Make an exact copy of the records, dropping all pictures.

## START DATASET RECORDS

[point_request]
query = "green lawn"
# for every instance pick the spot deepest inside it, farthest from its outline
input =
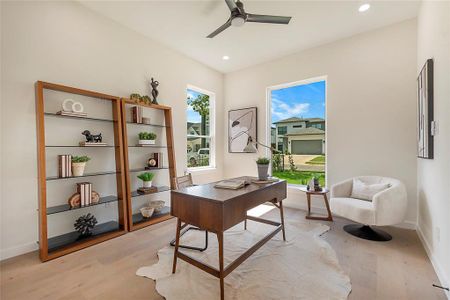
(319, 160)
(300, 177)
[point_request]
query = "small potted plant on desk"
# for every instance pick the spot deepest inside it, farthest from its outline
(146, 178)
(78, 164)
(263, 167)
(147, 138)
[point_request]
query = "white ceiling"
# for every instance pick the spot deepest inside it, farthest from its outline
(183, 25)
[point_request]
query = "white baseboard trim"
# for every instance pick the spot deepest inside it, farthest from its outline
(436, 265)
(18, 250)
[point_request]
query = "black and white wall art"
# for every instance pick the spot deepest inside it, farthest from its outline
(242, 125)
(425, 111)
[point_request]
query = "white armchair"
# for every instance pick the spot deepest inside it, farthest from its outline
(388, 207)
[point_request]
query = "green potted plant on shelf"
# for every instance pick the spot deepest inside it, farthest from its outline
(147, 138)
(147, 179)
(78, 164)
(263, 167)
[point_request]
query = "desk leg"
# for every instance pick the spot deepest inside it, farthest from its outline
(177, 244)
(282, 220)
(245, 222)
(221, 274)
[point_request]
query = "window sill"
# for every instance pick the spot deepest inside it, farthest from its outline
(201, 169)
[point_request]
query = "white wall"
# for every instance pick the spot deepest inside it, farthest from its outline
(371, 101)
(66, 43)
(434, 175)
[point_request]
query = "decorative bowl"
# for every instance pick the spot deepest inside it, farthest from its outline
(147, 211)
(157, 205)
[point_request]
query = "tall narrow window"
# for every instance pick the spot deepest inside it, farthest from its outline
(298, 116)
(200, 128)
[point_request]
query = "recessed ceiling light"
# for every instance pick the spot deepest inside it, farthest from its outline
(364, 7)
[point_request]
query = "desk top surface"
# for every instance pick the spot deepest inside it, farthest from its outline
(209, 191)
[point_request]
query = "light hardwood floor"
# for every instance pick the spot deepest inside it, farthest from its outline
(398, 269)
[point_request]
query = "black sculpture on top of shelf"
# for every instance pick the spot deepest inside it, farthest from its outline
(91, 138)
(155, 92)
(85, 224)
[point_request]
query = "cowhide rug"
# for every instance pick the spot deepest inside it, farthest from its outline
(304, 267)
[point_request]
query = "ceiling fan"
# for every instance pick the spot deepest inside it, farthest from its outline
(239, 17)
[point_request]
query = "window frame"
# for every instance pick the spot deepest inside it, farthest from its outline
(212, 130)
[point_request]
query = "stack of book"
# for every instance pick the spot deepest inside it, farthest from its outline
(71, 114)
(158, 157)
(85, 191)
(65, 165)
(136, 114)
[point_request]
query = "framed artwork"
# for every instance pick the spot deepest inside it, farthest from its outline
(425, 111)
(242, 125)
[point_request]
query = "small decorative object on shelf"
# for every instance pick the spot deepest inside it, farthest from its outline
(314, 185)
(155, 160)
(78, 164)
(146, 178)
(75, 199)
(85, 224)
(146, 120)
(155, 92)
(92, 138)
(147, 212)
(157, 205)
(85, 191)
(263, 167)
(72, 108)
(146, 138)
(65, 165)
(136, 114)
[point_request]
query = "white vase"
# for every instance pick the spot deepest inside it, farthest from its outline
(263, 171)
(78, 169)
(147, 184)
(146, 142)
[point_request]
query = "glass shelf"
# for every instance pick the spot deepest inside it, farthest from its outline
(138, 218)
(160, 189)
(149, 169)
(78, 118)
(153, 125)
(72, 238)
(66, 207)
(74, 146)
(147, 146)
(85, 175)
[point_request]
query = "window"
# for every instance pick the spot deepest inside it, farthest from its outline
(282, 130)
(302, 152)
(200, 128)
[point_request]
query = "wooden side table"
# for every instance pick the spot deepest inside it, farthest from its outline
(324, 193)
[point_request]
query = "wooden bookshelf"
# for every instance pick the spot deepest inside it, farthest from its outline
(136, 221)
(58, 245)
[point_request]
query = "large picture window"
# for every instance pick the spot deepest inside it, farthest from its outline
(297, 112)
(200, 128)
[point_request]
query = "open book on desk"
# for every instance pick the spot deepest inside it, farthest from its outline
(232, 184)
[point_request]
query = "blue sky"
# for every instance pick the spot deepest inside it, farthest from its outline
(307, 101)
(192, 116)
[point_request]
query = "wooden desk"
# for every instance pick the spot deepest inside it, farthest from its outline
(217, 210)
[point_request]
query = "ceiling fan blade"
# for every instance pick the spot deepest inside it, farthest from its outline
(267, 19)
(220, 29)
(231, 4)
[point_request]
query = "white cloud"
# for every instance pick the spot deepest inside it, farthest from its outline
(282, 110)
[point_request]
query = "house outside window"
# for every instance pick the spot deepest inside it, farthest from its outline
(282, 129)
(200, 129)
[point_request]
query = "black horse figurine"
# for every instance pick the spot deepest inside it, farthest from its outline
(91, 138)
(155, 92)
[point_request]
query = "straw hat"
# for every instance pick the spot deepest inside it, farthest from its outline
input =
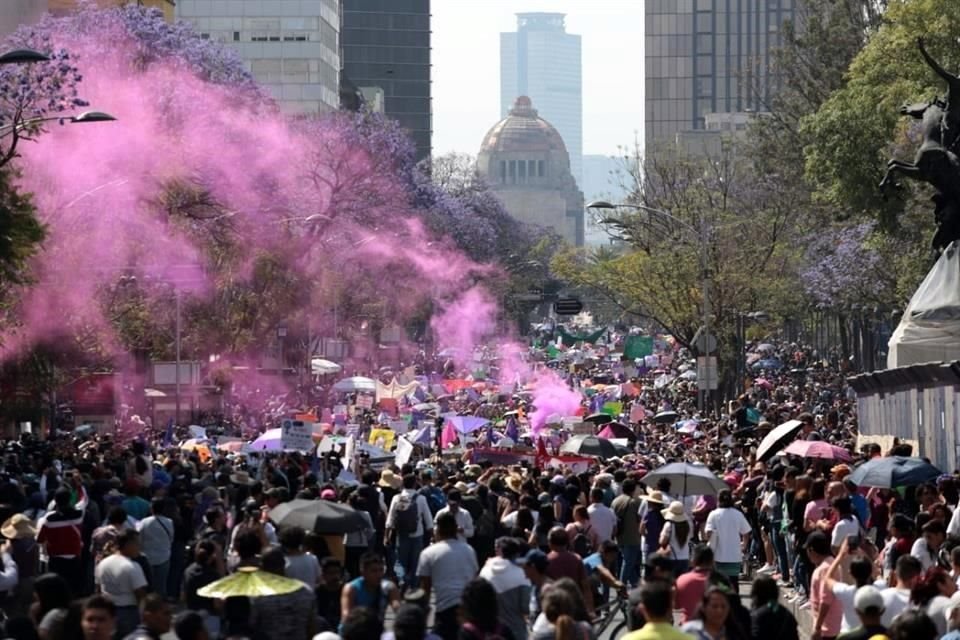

## END DATASET RECORDS

**OUTPUT OF THE TASK**
[point_request]
query = "green lawn"
# for every instance pick the spot deepest inside it, farthest from its outline
input =
(319, 160)
(300, 177)
[point_request]
query = "small potted plant on desk"
# for every instance pick the spot deepest inside it, farthest from its outline
(146, 178)
(78, 164)
(263, 167)
(147, 138)
[point_request]
query = "white ceiling"
# for every instance pick the spot deepest inside it, farthest from its outline
(183, 25)
[point_request]
query = "white baseboard trim"
# for every instance pick the spot deepest inside it, farthest from its outline
(436, 265)
(18, 250)
[point_request]
query = "black and white wall art"
# for every instance pick the spot deepest inside it, farthest from its outline
(242, 125)
(425, 111)
[point_request]
query = "white armchair"
# for every instance pick the spot deepest inside it, farthest from its outline
(388, 207)
[point_request]
query = "green potted plant on shelf"
# for every instance pick the spot deepest inside it, farthest from its outline
(147, 138)
(147, 179)
(78, 164)
(263, 167)
[point_request]
query = "desk leg"
# for every instance pick the spot deepest inside it, farthest from its outline
(177, 244)
(282, 220)
(245, 222)
(221, 274)
[point_request]
query = "window sill"
# for every instance pick the spot deepest inside it, farthest from its outline
(201, 169)
[point_request]
query = "white wall"
# for every instance pick the spot deepest inside it, farthest from its outline
(371, 101)
(66, 43)
(434, 175)
[point_request]
query = "decorative bowl"
# for every instance pick the spot deepest inside it, farthest from its outline
(147, 211)
(157, 205)
[point_request]
query = "tall narrow window"
# for every instance pick the spot deepest inside it, farthest from its outline
(298, 116)
(200, 128)
[point_request]
query = "recessed ceiling light"
# for every instance pick the spot deepest inside it, farthest from its outline
(364, 7)
[point_request]
query = "desk top surface"
# for every instance pick the spot deepest inside it, farthest from its outline
(209, 191)
[point_request]
query = "light hardwood floor"
# for every instance pick the spot deepest inside it, farthest from its outline
(398, 269)
[point_request]
query = "black sculpture on top of shelf"
# for every instance pick the spot deepest inside it, farthest from its outline
(91, 138)
(155, 92)
(85, 224)
[point_request]
query = "cowhide rug"
# for every instance pick the spot deepest inside it, farthest from its outline
(304, 267)
[point_request]
query = "ceiling fan"
# for every instance pick the spot deepest inside it, farthest from its outline
(239, 17)
[point_request]
query = "window frame"
# for every instance pick the spot deepest inside it, farthest from its outline
(212, 130)
[point_request]
query = "stack of book"
# for every instance pick the spot deepest inside it, farthest from its outline
(71, 114)
(158, 157)
(85, 191)
(65, 165)
(136, 114)
[point_request]
query = "framed artwork"
# for every instance pick the spot deepest inside it, farthest from its outline
(425, 111)
(242, 125)
[point_request]
query = "small decorative object on shelf"
# for every instance pick the spot deepest inside it, farthest from its outline
(314, 185)
(155, 160)
(78, 164)
(146, 178)
(75, 199)
(85, 224)
(146, 120)
(155, 92)
(92, 138)
(147, 212)
(157, 205)
(85, 191)
(263, 167)
(72, 108)
(146, 138)
(65, 165)
(136, 114)
[point_request]
query = "white vase"
# for every instance pick the spot deepest inside it, farthest from its outline
(263, 171)
(78, 169)
(147, 184)
(146, 142)
[point_request]
query = "glass shelf"
# for every instance pick the spot deepest inside it, farthest from its outline
(138, 218)
(160, 189)
(149, 169)
(78, 118)
(153, 125)
(72, 238)
(66, 207)
(74, 146)
(147, 146)
(85, 175)
[point_request]
query = "window"
# for every instance pick the spot deepest inside it, farthest from its outline
(282, 130)
(302, 152)
(200, 128)
[point_request]
query = "wooden side table"
# for every instance pick the spot deepest inside it, farthest from its outline
(324, 193)
[point_request]
query = "wooden bookshelf"
# for every instance pick the spot deepest inside it, farthest from its outline
(136, 221)
(58, 245)
[point_request]
query = "large picture window"
# for every instance pick the spot deepest inside it, farthest from its outline
(297, 112)
(200, 128)
[point_request]
query = "open book on desk"
# for every instance pick the spot deepest inside it, farthest from its outline
(232, 184)
[point_request]
query = "blue sky"
# for every instance pick the spot deepest inside it, farthest from its outline
(307, 101)
(192, 116)
[point_request]
query = "wooden desk"
# for every instance pick the spot deepest inside it, farthest from its outline
(217, 210)
[point_request]
query = "ceiling fan blade"
# for every instance pick the spot deepest inside it, farthest from its outline
(267, 19)
(220, 29)
(231, 4)
[point_request]
query = "white cloud"
# for every instance pick the spot deepest inside it, farthest from its outline
(282, 110)
[point_request]
query = "house outside window"
# for every instance pick the spot deepest inside it, farthest from its outline
(282, 129)
(200, 129)
[point_request]
query = "black horse figurine"
# for every instance pick the spot deepest inside it, farthest from its outline
(91, 138)
(155, 92)
[point_request]
query = "straw hat"
# for every instance pick the spot deepest inside it, farthest from its outline
input =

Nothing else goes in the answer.